-- INPUT DATA follows --
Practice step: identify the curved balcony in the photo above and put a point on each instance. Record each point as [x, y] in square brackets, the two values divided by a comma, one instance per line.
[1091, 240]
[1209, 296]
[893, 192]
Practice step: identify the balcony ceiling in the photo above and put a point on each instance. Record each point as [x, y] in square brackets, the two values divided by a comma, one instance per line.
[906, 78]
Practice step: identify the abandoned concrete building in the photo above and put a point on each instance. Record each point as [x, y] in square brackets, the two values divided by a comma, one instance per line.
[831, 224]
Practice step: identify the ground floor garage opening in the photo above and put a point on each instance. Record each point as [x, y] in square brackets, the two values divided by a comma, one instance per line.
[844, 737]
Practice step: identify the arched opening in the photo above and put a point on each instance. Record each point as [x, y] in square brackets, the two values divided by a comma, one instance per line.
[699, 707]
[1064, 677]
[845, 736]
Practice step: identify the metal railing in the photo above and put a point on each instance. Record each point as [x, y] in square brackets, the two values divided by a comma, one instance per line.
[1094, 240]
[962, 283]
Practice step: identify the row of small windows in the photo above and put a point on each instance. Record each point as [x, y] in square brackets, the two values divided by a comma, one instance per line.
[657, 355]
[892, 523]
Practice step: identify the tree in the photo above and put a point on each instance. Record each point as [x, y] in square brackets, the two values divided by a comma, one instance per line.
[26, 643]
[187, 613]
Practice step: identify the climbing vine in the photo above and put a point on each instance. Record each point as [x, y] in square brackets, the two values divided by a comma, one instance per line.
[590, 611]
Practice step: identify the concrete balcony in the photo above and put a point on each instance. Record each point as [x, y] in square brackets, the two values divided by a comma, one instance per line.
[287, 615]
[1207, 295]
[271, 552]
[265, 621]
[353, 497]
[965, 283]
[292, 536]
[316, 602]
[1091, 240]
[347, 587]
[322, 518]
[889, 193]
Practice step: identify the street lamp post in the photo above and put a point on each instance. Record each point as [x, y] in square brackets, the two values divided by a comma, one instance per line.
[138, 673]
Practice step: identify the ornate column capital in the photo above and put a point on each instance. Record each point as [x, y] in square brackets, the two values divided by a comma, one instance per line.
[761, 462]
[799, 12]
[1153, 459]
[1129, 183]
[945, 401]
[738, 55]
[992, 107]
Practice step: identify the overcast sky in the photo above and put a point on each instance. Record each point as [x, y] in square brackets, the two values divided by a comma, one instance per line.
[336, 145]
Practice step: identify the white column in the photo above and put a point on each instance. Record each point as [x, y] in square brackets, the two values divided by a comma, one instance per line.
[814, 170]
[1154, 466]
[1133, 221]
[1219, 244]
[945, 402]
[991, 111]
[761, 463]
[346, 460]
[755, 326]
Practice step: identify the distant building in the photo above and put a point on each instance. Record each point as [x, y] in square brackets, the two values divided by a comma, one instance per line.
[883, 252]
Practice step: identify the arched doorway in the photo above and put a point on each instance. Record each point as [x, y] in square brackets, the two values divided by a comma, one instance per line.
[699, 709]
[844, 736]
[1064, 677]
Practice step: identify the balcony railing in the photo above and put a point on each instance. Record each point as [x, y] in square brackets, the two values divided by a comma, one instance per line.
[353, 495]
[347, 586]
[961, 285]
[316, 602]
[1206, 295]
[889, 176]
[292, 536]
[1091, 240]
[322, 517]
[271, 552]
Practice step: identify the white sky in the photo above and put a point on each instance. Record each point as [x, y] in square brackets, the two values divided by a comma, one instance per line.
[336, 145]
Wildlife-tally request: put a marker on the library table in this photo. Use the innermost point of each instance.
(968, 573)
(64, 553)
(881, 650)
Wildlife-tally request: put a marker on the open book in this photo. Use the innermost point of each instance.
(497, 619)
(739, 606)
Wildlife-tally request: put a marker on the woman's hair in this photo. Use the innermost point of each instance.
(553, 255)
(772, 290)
-- INPUT DATA concluded --
### EXERCISE OBJECTIVE:
The full set of entries above needs to be restated word for word.

### TASK RESPONSE:
Practice step: identify the curved balcony in the photo above and put a point on each instance. Record each point as [x, y] in square brackets, the two values divided by a comma, one instance per line.
[1091, 240]
[1209, 296]
[893, 192]
Practice step: identify the balcony ceiling in the photo above and put a point on each instance. Record each point as [x, y] in square brackets, the two values divided by a comma, one instance per line.
[906, 78]
Practice step: identify the abandoned concrete building in the photo above and put a point on each instance. Record each point as [x, y] in square brackets, the two values divided by a comma, one instance per line.
[831, 224]
Practice step: identify the ground floor garage opening in the photo above and put a point on each instance. Record each point as [x, y] in square brackets, the two values divided by a comma, one instance per line.
[844, 737]
Practice step: identify the arched opening in the photo above and put a point on each instance. Record each point as [x, y] in square brackets, the two values divided by a comma, one instance per line.
[699, 707]
[1064, 677]
[845, 736]
Practice step: identify the metal railing in the photo above and put a point on each instance. Record each point as [x, y] in square brackets, the two values divided by a comma, one instance per line.
[1094, 240]
[962, 283]
Practice step: identify the row of small windows in the photo above and put a point on each instance. Record each point as [x, y] in square brackets, the two values divided by a comma, one instance per line.
[657, 355]
[892, 523]
Practice step: identify the tree in the photo above and put a point on each instance. Record each point as [x, y] in square brackets, the two values divided by a comma, one instance per line.
[26, 643]
[187, 613]
Practice step: identify the climbing vine in the photo above and put a point on each instance. Record each point as [x, y] in square brackets, the two values divided by a comma, one instance per line.
[590, 611]
Practice step: identify the concrete balcony in the photo above and put a point on each instance. Record each point as [x, y] in square brackets, the two values divided by a comma, one instance per line.
[287, 615]
[1207, 295]
[271, 552]
[265, 621]
[353, 497]
[965, 283]
[292, 536]
[316, 602]
[1091, 240]
[347, 587]
[322, 518]
[889, 193]
Practice step: identify the street lamp post in the photo above and put a point on each instance. Record each point as [x, y] in square brackets, the two values divided by a comma, one instance per line.
[138, 673]
Practice step: identify the ornate column capital in the photo above and put a point on each instance. Record each point as [x, y] in square brackets, the two values divided by a comma, one instance per line.
[761, 462]
[799, 12]
[1153, 459]
[1129, 183]
[945, 401]
[738, 55]
[992, 107]
Practice step: identify the overcast sky in the photo above and put a point on each instance. Record each point as [x, y] in square brackets, the two values divided by a comma, one instance per line.
[336, 145]
Practice step: identify the white column in the photo above and put a point on each instance. Record each point as [x, y] in square brackets, the two values divided by a comma, one instance per line.
[814, 170]
[1154, 466]
[1133, 221]
[1219, 244]
[945, 402]
[991, 111]
[761, 463]
[346, 460]
[755, 326]
Practice step: identify the distant building in the photo above and put a point on each instance. Record each point as [x, y] in square brackets, the two values divided by a comma, one instance per line.
[883, 252]
Practice step: identify the arched doorway in the photo above and put a point on each instance. Record each point as [x, y] in square brackets, the two values divided by a comma, one instance per line.
[699, 709]
[844, 736]
[1064, 677]
Practice step: identify the balcony railing in the photo above and put a point on each instance. Record each point as [x, y] in square brackets, the two values divided by a comma, one instance per line.
[353, 495]
[347, 586]
[961, 285]
[316, 602]
[1206, 295]
[889, 176]
[292, 536]
[1091, 240]
[322, 517]
[271, 552]
Practice step: identify the white sky in the photo above and put a point on each instance. Record each point as [x, y] in square brackets, the two values divided by a comma, one instance per line.
[336, 145]
Wildlife-tally request: put a marker on the library table in this photo. Use the innermost point of each instance.
(968, 573)
(64, 553)
(881, 650)
Wildlife-tally request: put a marker on the open book in this photo. Use the innermost point of each instance.
(497, 619)
(739, 606)
Wildlife-tally request: put a marker on the woman's hair in this photo. Use the innermost point of each instance.
(553, 255)
(772, 290)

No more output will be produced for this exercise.